** begin Source excerpt **

Training Set

The training set is used to “teach” the neural network the patterns that it should recognize. NeuroShell Trader creates the training set by calculating and retrieving the inputs that you have selected in the prediction input list.

For more information: What is Training Data?

Paper Trading (calibrating your model so that it has the best chance of working in the future)

Paper trading has a special meaning in the NeuroShell Trader Professional and DayTrader Professional. Paper trading is activated when you choose the option called “Save optimization which performs best on later paper trading”, either in the Prediction Wizard or the Trading Strategy Wizard.

Before we explain what it is, a little background is necessary about a modeling problem common to all model building with past data.

Any time you optimize there is a possibility that you may “over-fit”, which means that you build a model that worked so well in the past that it fit the past noise too, so that it probably will not work well into the future. (Editors note: some people use the word “curve fitting to describe the over-fitting phenomenon, but that is a misnomer because all modeling from past data is curve fitting – it is over curve fitting, i.e. or over-fitting, that is the problem).

Over-fitting can occur even if you do not optimize, because in fact when you backtest different strategies to see which works the best, you are in fact optimizing manually! However, machine optimizing increases the odds of over-fitting because it is so much more efficient. The possibility of over-fitting is reduced by not optimizing, optimizing over plenty of historical data, and/or optimizing as few parameters as possible.

** end Source excerpt **
** begin Extracted material **

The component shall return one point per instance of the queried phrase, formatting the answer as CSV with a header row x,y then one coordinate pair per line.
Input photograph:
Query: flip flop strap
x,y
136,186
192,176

** end Extracted material **

## Required work
Please write out the NeuroShell Trader help text above in full, word for word.

## Right answer
Training Set

The training set is used to “teach” the neural network the patterns that it should recognize. NeuroShell Trader creates the training set by calculating and retrieving the inputs that you have selected in the prediction input list.

For more information: What is Training Data?

Paper Trading (calibrating your model so that it has the best chance of working in the future)

Paper trading has a special meaning in the NeuroShell Trader Professional and DayTrader Professional. Paper trading is activated when you choose the option called “Save optimization which performs best on later paper trading”, either in the Prediction Wizard or the Trading Strategy Wizard.

Before we explain what it is, a little background is necessary about a modeling problem common to all model building with past data.

Any time you optimize there is a possibility that you may “over-fit”, which means that you build a model that worked so well in the past that it fit the past noise too, so that it probably will not work well into the future. (Editors note: some people use the word “curve fitting to describe the over-fitting phenomenon, but that is a misnomer because all modeling from past data is curve fitting – it is over curve fitting, i.e. or over-fitting, that is the problem).

Over-fitting can occur even if you do not optimize, because in fact when you backtest different strategies to see which works the best, you are in fact optimizing manually! However, machine optimizing increases the odds of over-fitting because it is so much more efficient. The possibility of over-fitting is reduced by not optimizing, optimizing over plenty of historical data, and/or optimizing as few parameters as possible.